> [Written exercise]: Give the entries again, word for word.

— Start Task inputs —

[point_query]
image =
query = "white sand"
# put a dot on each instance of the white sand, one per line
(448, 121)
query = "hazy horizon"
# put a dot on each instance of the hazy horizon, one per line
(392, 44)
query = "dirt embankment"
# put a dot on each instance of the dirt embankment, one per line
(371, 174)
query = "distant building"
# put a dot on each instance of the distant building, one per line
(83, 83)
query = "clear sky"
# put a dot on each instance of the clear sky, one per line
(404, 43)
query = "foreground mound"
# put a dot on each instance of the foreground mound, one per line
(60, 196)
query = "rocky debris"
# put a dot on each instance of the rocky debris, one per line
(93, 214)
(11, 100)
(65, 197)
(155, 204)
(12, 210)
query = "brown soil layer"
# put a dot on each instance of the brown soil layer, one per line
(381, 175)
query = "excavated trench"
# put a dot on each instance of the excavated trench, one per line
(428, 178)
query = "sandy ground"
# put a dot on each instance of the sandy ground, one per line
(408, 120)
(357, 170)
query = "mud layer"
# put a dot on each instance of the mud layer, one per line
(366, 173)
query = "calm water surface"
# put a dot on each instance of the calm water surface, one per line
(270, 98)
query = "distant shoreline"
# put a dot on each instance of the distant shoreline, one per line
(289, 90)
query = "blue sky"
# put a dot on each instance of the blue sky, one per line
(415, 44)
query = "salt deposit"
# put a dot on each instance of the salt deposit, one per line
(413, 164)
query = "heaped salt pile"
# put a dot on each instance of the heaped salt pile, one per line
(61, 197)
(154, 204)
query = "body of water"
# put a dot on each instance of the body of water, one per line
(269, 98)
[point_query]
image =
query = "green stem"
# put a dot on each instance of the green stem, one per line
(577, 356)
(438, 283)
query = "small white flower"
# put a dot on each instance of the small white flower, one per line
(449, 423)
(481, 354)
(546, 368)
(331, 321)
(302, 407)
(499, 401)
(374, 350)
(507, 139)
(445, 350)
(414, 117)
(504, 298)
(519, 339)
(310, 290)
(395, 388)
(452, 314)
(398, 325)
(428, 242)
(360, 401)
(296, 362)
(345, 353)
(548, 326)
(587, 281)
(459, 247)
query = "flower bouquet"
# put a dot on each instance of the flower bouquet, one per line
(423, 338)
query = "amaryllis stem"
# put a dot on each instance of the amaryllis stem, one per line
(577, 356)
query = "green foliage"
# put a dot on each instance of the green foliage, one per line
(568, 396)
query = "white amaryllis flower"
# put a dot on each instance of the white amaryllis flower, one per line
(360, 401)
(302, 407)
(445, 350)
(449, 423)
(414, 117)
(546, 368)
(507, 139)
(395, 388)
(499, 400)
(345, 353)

— End Task inputs —

> [Answer below]:
[point_query]
image =
query = "white sand"
# put a dot on each instance of the white sand, one per line
(448, 121)
query = "hazy horizon"
# put a dot on each instance of the hazy horizon, one per line
(392, 44)
query = "dirt embankment"
# put a dot on each instance of the dirt embankment, one per line
(371, 174)
query = "distant building"
# put a dot on each instance of the distant building, one per line
(83, 83)
query = "clear sky"
# put a dot on each instance of the clear sky, one per line
(404, 43)
query = "foreground mound"
# put a dot on each instance of the foreground mound, one per line
(60, 196)
query = "rocky debris"
# put a dot on each instance of the rocky debris, one per line
(93, 214)
(11, 100)
(65, 197)
(155, 204)
(12, 210)
query = "brown soil layer"
# put a dot on each instance of the brown soil layer, one per line
(381, 175)
query = "excavated trench"
# put a dot on each instance of the excavated trench, one per line
(428, 178)
query = "sandy ground"
# put a dot on each instance of the sandy ground, one per line
(408, 120)
(357, 170)
query = "mud layer"
# put a dot on each instance of the mud layer, one per line
(366, 173)
query = "calm water surface"
# put a dot on each instance of the calm water surface, one per line
(270, 98)
query = "distant shoreline"
# put a dot on each instance of the distant shoreline, one per line
(289, 90)
query = "blue sky"
# put a dot on each instance of the blue sky, one per line
(415, 44)
query = "salt deposit"
# put a dot on each instance of the salt deposit, one per line
(413, 164)
query = "heaped salt pile"
# put a dot on each instance of the heaped salt pile, one per line
(61, 197)
(154, 204)
query = "body of water"
# put a dot on each instance of the body of water, one per line
(269, 98)
[point_query]
image =
query = "green stem"
# put a dot on each instance of the green stem, one per line
(577, 356)
(438, 283)
query = "small white flower"
# put a dot on each instance of the small white flower, one per line
(449, 423)
(481, 354)
(546, 368)
(331, 321)
(302, 407)
(499, 401)
(374, 350)
(507, 139)
(445, 350)
(414, 117)
(504, 298)
(519, 339)
(310, 290)
(395, 388)
(452, 314)
(398, 325)
(428, 242)
(360, 401)
(296, 362)
(345, 353)
(548, 326)
(587, 281)
(459, 247)
query = "flower bouquet"
# put a dot on each instance of the flower bouquet, one per line
(423, 338)
query = "amaryllis stem"
# put a dot on each instance of the amaryllis stem, one per line
(577, 356)
query = "green foliage"
# put a dot on each instance of the green foliage, one per line
(568, 396)
query = "white amaryllis flower"
# put a dot on each instance of the white amaryllis flower, one per line
(360, 401)
(302, 407)
(445, 350)
(449, 423)
(414, 117)
(546, 368)
(507, 139)
(395, 388)
(499, 400)
(345, 353)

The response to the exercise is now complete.